**** Kutipan Teks

Sayangnya, pengaturan yang ada terkadang bertentangan dengan hukum syara. Sebagai contoh. Dalam UU No 13/2008 tentang Penyelenggaraan Ibadah Haji, terdapat syarat yang mewajibkan usia 18 tahun. Namun, dalam ketentuan hukum syarat haji adalah baligh yang tentunya tidak berpatokan pada umur. Sehingga tidak heran saat prinsip dasar dari pengaturan penyelenggaraan ibadah haji ini yaitu berprinsip pada sistem yang sederhana dan eksekusinya cepat karena ditangani oleh orang yang ahli dalam manajerial.
Berikut ini kebijakan yang bisa ditempuh oleh khilafah sebagai sebuah negara penyelenggara ibadah haji. Pertama, khilafah akan membentuk departemen khusus untuk mengurus urusan ibadah haji dan umrah. Ini berlaku dari pusat sampai daerah yang tersentralisasi. Hal ini dimaksudkan agar memudahkan calhaj dalam persiapan, bimbingan, pelaksanaan sampai kepulangannya. Departemen inipun akan bekerjasama dengan departemen kesehatan dan perhubungan guna pelayanan terbaik bagi calhaj.

********
**** Bahan Sumber

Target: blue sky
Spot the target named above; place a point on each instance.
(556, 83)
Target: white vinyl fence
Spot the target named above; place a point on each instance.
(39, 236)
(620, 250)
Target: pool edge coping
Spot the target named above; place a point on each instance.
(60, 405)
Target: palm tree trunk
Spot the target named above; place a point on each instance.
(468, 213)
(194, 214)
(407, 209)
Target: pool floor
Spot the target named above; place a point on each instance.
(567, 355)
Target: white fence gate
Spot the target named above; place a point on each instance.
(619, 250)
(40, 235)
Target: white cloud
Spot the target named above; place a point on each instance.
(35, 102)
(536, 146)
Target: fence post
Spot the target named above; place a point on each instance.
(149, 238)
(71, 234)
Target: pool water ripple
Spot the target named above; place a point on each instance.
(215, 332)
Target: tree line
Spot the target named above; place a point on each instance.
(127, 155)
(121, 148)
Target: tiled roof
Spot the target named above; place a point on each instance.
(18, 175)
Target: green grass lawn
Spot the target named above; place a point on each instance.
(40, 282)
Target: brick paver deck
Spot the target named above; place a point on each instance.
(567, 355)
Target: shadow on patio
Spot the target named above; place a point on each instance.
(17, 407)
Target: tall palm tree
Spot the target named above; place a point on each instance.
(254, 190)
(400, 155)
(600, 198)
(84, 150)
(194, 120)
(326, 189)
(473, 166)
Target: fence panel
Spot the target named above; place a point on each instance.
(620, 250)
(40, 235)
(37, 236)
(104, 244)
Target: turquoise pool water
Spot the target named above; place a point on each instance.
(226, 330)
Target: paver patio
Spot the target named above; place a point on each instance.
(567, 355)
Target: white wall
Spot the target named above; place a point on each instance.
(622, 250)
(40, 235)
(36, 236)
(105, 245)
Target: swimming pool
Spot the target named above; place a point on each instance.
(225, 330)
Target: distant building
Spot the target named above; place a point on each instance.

********

» Perintah A: Tentukan apakah tiap pernyataan berikut sesuai dengan kutipan tentang ibadah haji, lalu jawab ya atau tidak disertai kutipan kata-kata penentunya: (i) UU No 13/2008 memuat syarat usia 18 tahun; (ii) departemen khusus urusan haji dan umrah hanya dibentuk di tingkat pusat; (iii) departemen tersebut akan bekerja sama dengan departemen kesehatan dan perhubungan.
» Perintah B: Kembalikan bagian kutipan tentang ibadah haji dari "Sayangnya, pengaturan yang" sampai "ahli dalam manajerial.", kata demi kata tanpa perubahan.
Gunakan hanya kutipan tentang ibadah haji sebagai dasar.

» Keluaran A:
(i) Ya: "terdapat syarat yang mewajibkan usia 18 tahun"
(ii) Tidak: "Ini berlaku dari pusat sampai daerah yang tersentralisasi"
(iii) Ya: "Departemen inipun akan bekerjasama dengan departemen kesehatan dan perhubungan"

» Keluaran B:
Sayangnya, pengaturan yang ada terkadang bertentangan dengan hukum syara. Sebagai contoh. Dalam UU No 13/2008 tentang Penyelenggaraan Ibadah Haji, terdapat syarat yang mewajibkan usia 18 tahun. Namun, dalam ketentuan hukum syarat haji adalah baligh yang tentunya tidak berpatokan pada umur. Sehingga tidak heran saat prinsip dasar dari pengaturan penyelenggaraan ibadah haji ini yaitu berprinsip pada sistem yang sederhana dan eksekusinya cepat karena ditangani oleh orang yang ahli dalam manajerial.